_WHAT IS EXPECTED_
If a line below contains "straw", count it; then state how many such lines there are, and nothing else.

§ §

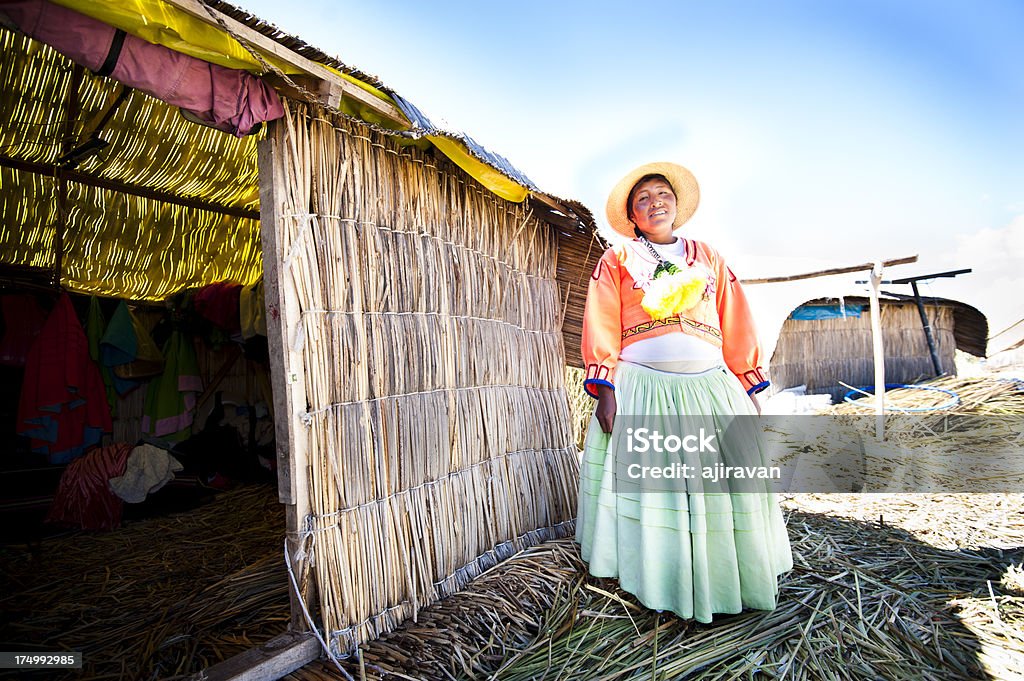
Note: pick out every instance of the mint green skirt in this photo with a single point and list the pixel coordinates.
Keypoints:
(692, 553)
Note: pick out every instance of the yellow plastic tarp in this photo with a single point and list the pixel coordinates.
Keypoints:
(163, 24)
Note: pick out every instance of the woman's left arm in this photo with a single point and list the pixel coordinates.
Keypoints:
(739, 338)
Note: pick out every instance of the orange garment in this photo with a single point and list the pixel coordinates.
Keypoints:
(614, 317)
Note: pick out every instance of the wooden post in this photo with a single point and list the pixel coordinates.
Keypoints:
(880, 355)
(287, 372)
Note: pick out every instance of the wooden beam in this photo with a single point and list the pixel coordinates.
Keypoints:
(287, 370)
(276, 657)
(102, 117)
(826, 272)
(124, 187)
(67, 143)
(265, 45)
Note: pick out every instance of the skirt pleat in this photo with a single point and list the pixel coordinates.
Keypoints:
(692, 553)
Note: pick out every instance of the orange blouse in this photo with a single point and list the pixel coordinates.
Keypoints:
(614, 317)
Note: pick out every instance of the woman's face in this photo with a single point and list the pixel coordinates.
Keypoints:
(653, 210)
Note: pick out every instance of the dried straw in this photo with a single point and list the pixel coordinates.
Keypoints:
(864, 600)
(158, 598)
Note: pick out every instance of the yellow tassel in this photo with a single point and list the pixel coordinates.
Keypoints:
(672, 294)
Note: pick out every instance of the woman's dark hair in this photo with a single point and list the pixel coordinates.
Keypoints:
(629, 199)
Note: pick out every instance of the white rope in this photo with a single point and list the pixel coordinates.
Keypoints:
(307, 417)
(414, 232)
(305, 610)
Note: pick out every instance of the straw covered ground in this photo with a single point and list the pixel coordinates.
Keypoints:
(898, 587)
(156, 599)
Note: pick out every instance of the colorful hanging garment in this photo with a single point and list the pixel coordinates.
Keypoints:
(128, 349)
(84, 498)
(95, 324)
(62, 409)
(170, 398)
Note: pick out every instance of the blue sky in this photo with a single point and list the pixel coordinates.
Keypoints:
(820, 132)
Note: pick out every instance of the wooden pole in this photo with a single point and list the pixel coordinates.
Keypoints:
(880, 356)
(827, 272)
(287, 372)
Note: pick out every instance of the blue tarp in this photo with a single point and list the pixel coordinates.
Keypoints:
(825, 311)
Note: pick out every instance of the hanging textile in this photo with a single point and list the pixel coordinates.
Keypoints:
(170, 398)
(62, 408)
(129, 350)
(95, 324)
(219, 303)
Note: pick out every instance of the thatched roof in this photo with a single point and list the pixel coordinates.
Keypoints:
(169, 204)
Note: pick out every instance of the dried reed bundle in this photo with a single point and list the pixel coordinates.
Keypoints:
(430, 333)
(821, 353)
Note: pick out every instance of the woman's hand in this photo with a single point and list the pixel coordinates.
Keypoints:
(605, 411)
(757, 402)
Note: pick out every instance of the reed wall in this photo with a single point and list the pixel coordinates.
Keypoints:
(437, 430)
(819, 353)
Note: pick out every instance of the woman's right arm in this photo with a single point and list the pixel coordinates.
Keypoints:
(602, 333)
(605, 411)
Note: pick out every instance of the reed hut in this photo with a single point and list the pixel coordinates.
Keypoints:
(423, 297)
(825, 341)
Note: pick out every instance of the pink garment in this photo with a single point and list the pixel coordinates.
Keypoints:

§ §

_EXERCISE SOLUTION_
2